Goal of the exercise — Write out exactly, with no other output, the lines below from the one that contains "Where can the soccer" through the end.

Material provided —
'''

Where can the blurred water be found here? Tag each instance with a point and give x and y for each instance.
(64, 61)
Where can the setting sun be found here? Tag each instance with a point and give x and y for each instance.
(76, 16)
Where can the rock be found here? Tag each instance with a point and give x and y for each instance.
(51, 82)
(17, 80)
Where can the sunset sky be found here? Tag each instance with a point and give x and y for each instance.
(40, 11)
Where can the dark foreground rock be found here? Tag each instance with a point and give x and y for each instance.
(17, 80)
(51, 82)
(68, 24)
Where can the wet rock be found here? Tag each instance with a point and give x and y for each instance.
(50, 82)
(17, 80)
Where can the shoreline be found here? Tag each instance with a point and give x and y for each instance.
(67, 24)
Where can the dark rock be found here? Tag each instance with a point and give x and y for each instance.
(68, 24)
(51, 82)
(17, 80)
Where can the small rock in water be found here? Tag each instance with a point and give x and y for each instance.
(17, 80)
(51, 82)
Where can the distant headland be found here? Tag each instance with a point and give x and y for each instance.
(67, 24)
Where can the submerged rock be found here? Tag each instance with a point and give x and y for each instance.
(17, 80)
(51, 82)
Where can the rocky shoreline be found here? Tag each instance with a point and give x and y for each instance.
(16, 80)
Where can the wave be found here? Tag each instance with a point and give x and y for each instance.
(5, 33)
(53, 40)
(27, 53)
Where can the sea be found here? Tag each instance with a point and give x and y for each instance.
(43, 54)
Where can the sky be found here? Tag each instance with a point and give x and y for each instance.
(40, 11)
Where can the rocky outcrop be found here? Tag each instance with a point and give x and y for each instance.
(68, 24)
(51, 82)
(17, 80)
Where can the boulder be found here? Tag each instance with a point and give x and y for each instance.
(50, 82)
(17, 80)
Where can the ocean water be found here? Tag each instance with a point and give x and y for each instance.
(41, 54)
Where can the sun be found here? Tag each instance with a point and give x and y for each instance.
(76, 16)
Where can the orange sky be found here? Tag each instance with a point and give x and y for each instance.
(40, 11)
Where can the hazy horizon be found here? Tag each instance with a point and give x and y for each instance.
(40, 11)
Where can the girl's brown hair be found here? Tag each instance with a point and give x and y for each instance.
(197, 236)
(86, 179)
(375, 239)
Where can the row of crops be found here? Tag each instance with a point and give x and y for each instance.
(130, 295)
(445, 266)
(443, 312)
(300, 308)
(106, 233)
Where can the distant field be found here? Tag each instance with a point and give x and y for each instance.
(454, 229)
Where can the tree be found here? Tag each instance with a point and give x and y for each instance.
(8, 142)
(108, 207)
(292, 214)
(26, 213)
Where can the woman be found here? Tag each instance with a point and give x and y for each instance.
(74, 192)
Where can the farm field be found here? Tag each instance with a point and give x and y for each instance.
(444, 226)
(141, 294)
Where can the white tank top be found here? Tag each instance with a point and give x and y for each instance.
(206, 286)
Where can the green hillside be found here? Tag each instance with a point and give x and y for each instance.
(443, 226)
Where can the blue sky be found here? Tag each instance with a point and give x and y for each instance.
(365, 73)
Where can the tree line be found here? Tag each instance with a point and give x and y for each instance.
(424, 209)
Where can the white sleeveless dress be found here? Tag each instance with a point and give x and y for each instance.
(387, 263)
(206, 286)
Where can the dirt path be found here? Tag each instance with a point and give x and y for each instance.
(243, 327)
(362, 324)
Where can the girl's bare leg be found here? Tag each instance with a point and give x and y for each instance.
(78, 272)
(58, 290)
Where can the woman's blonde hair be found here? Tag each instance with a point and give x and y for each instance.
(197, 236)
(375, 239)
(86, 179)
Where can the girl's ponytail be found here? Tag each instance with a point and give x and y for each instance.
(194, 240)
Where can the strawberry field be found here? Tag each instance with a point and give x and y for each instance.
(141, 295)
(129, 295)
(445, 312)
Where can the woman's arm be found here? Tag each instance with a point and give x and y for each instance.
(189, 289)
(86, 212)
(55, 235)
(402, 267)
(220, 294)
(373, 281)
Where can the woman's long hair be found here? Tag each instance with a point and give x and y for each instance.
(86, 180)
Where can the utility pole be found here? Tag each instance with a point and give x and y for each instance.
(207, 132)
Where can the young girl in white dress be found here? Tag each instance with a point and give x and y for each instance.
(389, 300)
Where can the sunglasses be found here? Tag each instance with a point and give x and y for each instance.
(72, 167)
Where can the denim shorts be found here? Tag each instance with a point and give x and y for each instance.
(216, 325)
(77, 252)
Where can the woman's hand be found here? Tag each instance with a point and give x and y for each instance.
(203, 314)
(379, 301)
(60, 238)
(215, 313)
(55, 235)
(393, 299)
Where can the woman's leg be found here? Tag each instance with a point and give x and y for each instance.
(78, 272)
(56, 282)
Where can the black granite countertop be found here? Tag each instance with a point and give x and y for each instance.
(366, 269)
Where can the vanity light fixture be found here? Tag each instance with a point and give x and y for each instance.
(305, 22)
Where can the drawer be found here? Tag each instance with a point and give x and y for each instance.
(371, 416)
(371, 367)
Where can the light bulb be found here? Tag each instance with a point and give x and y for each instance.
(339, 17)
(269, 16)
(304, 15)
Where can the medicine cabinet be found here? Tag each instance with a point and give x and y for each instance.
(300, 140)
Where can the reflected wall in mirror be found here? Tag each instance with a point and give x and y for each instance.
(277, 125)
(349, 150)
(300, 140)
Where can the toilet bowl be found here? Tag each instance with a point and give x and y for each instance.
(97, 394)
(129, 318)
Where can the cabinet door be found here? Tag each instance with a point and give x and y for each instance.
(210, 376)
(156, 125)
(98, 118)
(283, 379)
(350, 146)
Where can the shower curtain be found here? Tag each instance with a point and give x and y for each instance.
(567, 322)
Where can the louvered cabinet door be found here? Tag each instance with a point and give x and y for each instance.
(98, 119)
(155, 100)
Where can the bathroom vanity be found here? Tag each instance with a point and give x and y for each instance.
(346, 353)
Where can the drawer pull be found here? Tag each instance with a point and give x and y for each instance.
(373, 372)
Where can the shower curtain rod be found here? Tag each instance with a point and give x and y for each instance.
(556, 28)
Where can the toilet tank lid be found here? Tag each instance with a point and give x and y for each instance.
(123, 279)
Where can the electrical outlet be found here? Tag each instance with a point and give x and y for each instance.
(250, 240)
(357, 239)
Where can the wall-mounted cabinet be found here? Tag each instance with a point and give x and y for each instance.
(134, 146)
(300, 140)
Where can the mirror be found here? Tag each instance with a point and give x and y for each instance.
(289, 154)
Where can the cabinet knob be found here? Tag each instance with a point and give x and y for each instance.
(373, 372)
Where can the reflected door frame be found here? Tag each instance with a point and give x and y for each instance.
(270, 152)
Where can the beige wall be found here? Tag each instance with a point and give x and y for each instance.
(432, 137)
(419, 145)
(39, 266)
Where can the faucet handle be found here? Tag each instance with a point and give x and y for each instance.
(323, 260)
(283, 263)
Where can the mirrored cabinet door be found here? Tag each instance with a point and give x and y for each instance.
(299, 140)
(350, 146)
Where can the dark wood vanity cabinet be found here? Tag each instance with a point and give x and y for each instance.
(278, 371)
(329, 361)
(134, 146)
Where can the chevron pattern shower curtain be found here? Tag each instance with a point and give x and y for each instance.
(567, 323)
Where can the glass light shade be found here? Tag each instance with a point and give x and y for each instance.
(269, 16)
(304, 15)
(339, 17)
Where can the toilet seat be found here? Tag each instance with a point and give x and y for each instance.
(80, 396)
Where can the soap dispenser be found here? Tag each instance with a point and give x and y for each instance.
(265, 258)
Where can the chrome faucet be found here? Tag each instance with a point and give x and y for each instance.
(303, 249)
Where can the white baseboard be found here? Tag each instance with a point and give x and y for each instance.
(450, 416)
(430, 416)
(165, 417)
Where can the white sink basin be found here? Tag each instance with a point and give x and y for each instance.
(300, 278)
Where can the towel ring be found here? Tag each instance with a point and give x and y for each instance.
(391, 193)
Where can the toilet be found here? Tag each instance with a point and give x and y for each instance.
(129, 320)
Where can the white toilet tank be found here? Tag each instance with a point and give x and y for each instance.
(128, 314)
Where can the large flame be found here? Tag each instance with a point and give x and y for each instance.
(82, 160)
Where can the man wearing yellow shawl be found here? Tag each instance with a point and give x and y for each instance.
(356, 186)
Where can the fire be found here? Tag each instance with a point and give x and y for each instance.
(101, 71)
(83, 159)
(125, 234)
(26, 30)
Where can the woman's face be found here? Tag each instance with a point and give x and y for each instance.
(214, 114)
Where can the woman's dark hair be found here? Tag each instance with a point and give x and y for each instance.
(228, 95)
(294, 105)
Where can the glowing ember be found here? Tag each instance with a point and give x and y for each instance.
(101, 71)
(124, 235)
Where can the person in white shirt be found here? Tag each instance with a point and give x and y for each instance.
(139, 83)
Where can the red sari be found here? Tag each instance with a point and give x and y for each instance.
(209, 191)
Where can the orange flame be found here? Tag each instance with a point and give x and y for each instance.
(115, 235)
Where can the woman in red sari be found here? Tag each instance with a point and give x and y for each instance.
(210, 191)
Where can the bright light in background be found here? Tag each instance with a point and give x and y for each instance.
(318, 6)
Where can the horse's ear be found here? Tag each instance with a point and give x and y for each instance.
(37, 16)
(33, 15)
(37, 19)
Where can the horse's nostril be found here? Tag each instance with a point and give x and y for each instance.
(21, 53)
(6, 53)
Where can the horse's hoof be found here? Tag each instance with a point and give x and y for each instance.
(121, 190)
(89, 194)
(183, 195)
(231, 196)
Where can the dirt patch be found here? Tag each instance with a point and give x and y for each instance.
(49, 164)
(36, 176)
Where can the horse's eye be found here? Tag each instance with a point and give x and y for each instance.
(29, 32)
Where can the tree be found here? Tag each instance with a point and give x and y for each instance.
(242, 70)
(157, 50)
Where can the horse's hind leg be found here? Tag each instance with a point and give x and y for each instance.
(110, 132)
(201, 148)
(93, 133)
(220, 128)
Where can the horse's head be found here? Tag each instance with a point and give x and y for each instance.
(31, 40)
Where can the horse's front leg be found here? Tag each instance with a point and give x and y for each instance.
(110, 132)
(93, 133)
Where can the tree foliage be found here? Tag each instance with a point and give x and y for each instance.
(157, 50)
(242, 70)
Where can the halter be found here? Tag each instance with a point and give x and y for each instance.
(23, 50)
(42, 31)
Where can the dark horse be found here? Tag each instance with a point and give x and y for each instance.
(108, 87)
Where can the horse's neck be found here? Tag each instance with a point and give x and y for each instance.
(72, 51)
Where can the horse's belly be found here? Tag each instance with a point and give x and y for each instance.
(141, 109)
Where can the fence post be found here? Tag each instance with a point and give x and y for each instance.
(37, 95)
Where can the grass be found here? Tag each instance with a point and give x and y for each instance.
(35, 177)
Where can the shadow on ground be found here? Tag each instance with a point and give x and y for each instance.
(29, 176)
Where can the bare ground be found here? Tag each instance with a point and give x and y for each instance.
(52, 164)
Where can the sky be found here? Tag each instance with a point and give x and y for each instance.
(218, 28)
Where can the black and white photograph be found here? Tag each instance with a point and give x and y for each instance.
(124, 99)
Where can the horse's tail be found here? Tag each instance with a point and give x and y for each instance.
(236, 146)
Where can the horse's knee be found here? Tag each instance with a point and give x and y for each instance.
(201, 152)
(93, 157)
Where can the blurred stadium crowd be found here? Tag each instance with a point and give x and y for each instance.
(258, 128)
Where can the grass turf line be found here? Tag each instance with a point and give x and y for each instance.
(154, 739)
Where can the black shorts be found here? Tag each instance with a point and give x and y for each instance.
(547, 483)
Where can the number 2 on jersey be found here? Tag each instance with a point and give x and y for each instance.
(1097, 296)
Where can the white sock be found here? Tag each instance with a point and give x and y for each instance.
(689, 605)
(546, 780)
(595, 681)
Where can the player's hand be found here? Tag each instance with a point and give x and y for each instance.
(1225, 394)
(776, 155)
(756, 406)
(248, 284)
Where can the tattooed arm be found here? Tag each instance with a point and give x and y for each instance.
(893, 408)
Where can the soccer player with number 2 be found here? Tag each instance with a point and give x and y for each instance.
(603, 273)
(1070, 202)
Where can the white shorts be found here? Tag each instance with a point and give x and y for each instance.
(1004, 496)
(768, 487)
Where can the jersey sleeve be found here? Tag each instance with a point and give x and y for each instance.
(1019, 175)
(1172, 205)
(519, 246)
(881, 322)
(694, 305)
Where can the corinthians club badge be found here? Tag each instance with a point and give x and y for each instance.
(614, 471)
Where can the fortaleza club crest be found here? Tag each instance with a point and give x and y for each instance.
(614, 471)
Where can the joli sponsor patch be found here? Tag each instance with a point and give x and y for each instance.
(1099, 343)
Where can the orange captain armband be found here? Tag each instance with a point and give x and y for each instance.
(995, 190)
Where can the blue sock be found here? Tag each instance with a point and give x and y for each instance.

'''

Solution for this exercise —
Where can the soccer player with number 2 be found here? Tag each instance with a point and give x and y for each instance.
(603, 273)
(1070, 202)
Where can the white shorts be found here? Tag each instance with a point and give x and y for each instance.
(1004, 496)
(768, 487)
Where can the jersey sleeve be found here? Tag each instance with a point and give x and y for each instance.
(1019, 175)
(1172, 205)
(519, 246)
(881, 322)
(694, 305)
Where can the corinthians club badge be found here? Tag each instance with a point and give x and y for each instance.
(614, 471)
Where can the fortaleza club crest be found here? Tag each instance with a point and give x and y for each instance.
(614, 471)
Where can the joli sponsor patch be found here? Tag each instance with a point and give x and y for each instance.
(1099, 343)
Where can the orange captain armband be found here? Tag each instance with a point and give x and y for each instance.
(995, 190)
Where can the blue sock be found here? Tag each instance with a point and give x and y for each instance.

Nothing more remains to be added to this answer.